▶ [Recorded data]:
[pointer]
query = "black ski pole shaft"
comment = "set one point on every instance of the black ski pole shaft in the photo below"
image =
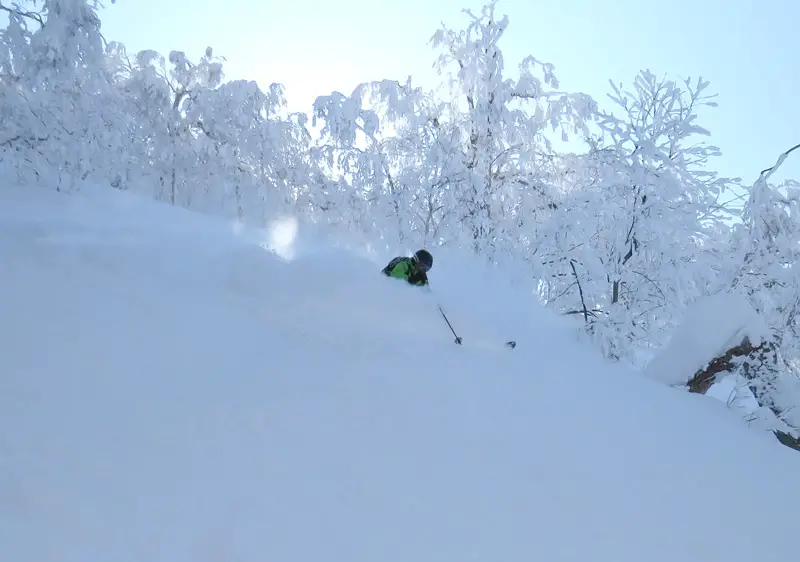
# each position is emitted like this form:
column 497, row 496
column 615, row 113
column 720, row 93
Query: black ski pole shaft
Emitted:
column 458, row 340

...

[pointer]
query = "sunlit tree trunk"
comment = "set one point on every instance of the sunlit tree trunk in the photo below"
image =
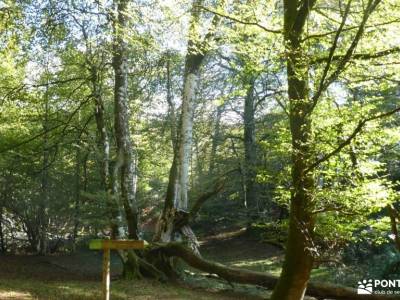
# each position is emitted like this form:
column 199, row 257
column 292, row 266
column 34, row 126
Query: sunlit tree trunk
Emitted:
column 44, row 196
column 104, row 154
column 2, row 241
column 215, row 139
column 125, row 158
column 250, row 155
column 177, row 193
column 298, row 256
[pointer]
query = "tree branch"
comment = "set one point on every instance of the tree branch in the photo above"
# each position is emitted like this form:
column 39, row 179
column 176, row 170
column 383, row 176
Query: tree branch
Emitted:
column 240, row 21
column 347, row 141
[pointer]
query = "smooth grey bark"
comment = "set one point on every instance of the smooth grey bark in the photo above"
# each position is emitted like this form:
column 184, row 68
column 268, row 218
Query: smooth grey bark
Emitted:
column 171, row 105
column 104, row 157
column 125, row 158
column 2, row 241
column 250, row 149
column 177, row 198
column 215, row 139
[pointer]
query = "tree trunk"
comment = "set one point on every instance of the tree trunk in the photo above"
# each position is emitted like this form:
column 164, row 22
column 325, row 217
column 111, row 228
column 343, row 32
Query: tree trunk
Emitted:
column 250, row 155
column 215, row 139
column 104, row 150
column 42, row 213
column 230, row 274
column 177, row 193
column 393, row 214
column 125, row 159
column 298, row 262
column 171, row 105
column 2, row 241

▶ [Work instructions]: Which lines in the records above contain the word "below"? Pull out each of them and copy it in full.

▶ [The output]:
comment = "set one point on every instance of the black ski pole shaft in the photo below"
comment = "set one point on every instance of the sunlit tree trunk in the photo below"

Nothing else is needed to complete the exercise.